*Brano di lettura*
········
ZELANDA
Se prima che io mi determinassi a fare un viaggio in Olanda, un professore qualunque di geografia m’avesse fermato allo svolto d’una strada, domandandomi bruscamente:—Dov’è la Zelanda?—sarei rimasto senza parola, e non credo d’ingannarmi, supponendo che un buon numero dei miei concittadini, a cui si facesse quella domanda, non troverebbero subito una risposta. Per gli Olandesi medesimi la Zelanda ha del mistero; pochissimi ci sono stati, e tra questi i più non fecero che attraversarla in battello; quindi se ne parla di rado e come d’un paese lontano. Dalle prime parole che intesi dire ai viaggiatori che salirono con me sul bastimento, quasi tutti belgi e olandesi, m’accorsi che anch’essi avrebbero veduto quella provincia per la prima volta; eravamo dunque tutti curiosi ad un modo; e il bastimento non era ancora partito che avevamo attaccato discorso, e ci aguzzavamo la curiosità reciprocamente, con domande alle quali nessuno sapeva rispondere.
Allo spuntare del sole, il bastimento partì, godemmo per un pezzo la vista del campanile della cattedrale d’Anversa, fatto di trina di Malines, come diceva Napoleone I, che n’era innamorato; e dopo aver toccato il forte di Lillo e il villaggio di Doel, uscimmo dal Belgio ed entrammo nella Zelanda.
Nel punto che si passa per la prima volta la frontiera d’uno Stato, per quanto si sappia che lo spettacolo non cangia tutt’a un tratto, si guarda intorno curiosamente come se tutto dovesse essere cangiato. Tutti infatti s’appoggiarono al parapetto del bastimento come per assistere all’apparizione improvvisa della Zelanda.
Per un buon tratto la curiosità rimase delusa: non si vedevano che lo sponde piane e verdi della Schelda, larga come un braccio di mare, e sparsa di banchi di sabbia, su’ quali raccoglievano il volo degli stormi di gabbiani gettando dei leggieri gridi; e il cielo purissimo non pareva punto cielo d’Olanda.
Si navigava fra l’isola di Zuid-Beveland e quella lista di terra che forma la riva sinistra della Schelda, chiamata Fiandra degli Stati o Fiandra Zelandese.
········
(Record di etichettatura dei luoghi)
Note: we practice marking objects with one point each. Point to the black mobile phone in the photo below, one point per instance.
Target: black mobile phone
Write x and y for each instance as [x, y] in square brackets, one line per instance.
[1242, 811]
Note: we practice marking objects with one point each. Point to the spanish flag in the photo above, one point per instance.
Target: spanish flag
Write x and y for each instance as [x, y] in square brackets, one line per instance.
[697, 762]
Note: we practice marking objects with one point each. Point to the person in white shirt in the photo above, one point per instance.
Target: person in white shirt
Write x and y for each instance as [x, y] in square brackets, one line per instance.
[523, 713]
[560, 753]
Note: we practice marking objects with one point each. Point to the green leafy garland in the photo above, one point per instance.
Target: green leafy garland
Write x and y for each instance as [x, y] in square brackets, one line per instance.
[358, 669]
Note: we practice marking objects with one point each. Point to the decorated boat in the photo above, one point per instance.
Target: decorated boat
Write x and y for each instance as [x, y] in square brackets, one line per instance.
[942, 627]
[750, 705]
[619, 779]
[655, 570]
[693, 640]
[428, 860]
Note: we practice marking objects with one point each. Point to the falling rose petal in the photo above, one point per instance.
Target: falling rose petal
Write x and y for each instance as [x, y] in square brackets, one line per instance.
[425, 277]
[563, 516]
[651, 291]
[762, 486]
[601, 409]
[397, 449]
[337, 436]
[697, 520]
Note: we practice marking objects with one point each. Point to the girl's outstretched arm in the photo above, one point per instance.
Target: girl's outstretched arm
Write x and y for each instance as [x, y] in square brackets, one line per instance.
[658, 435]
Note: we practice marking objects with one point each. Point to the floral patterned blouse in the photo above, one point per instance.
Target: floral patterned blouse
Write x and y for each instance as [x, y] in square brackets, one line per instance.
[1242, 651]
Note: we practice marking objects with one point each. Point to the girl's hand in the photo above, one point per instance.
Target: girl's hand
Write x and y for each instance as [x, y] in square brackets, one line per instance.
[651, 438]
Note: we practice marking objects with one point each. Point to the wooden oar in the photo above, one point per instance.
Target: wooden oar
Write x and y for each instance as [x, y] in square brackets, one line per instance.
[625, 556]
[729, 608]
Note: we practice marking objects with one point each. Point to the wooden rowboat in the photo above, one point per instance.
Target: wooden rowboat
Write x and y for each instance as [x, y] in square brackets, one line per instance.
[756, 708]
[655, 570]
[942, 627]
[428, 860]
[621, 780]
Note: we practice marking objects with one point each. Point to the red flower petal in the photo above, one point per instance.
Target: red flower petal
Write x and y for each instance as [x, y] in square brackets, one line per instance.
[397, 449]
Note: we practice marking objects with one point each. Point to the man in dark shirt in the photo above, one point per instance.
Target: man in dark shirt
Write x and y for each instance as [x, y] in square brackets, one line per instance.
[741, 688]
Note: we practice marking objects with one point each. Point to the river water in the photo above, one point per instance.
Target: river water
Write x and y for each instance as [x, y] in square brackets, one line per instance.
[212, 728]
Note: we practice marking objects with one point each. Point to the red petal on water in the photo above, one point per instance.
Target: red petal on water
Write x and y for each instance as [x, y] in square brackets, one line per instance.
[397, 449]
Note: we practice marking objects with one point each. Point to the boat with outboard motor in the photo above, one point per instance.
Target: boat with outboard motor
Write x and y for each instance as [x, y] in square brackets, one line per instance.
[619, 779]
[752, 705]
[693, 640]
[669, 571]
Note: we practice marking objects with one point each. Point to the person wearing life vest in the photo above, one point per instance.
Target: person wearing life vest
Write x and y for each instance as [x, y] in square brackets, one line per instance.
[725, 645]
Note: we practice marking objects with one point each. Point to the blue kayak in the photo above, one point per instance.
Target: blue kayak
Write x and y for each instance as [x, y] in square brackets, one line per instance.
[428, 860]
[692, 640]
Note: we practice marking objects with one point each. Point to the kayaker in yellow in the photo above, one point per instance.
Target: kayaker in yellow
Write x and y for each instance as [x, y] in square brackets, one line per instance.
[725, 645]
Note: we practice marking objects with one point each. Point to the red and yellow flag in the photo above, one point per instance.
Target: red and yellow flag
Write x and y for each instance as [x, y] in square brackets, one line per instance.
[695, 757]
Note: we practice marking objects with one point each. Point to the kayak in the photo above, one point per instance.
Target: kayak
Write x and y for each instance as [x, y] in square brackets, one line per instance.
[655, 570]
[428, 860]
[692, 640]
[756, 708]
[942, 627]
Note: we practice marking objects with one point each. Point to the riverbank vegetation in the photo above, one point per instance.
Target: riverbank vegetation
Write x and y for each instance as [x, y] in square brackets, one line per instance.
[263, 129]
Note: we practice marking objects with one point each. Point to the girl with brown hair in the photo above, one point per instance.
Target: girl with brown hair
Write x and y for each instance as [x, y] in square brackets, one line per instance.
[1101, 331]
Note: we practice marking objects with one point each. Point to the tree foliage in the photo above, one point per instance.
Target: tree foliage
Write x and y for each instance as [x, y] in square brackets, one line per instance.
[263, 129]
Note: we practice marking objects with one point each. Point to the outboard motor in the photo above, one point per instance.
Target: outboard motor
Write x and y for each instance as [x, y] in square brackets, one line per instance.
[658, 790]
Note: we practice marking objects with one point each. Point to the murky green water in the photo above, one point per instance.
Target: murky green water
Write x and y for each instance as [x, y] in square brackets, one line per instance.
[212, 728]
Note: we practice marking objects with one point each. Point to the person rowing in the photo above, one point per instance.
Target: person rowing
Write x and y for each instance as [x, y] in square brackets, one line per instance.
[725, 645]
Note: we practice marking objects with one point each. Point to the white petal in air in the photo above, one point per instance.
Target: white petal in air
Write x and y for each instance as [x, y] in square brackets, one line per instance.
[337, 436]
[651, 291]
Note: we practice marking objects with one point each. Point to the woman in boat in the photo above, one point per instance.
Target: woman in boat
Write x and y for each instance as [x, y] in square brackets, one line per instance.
········
*Esercizi*
**1)** Trascrivi, per favore, il brano sulla Zelanda a partire dalle parole "Nel punto che" e fermati dopo le parole "punto cielo d’Olanda.".
**2)** Riassumi in due frasi il brano sulla Zelanda.

*Soluzioni*
**1)**
Nel punto che si passa per la prima volta la frontiera d’uno Stato, per quanto si sappia che lo spettacolo non cangia tutt’a un tratto, si guarda intorno curiosamente come se tutto dovesse essere cangiato. Tutti infatti s’appoggiarono al parapetto del bastimento come per assistere all’apparizione improvvisa della Zelanda.
Per un buon tratto la curiosità rimase delusa: non si vedevano che lo sponde piane e verdi della Schelda, larga come un braccio di mare, e sparsa di banchi di sabbia, su’ quali raccoglievano il volo degli stormi di gabbiani gettando dei leggieri gridi; e il cielo purissimo non pareva punto cielo d’Olanda.

**2)** Prima del viaggio in Olanda chi racconta non avrebbe saputo dire dove fosse la Zelanda, una provincia poco conosciuta anche dagli Olandesi, e anche i viaggiatori saliti con lui sul bastimento, quasi tutti belgi e olandesi, l'avrebbero vista per la prima volta. Partito allo spuntare del sole, il bastimento uscì dal Belgio dopo il forte di Lillo e il villaggio di Doel ed entrò nella Zelanda, ma per un buon tratto i passeggeri videro solo le sponde piane e verdi della Schelda, sparsa di banchi di sabbia e di stormi di gabbiani.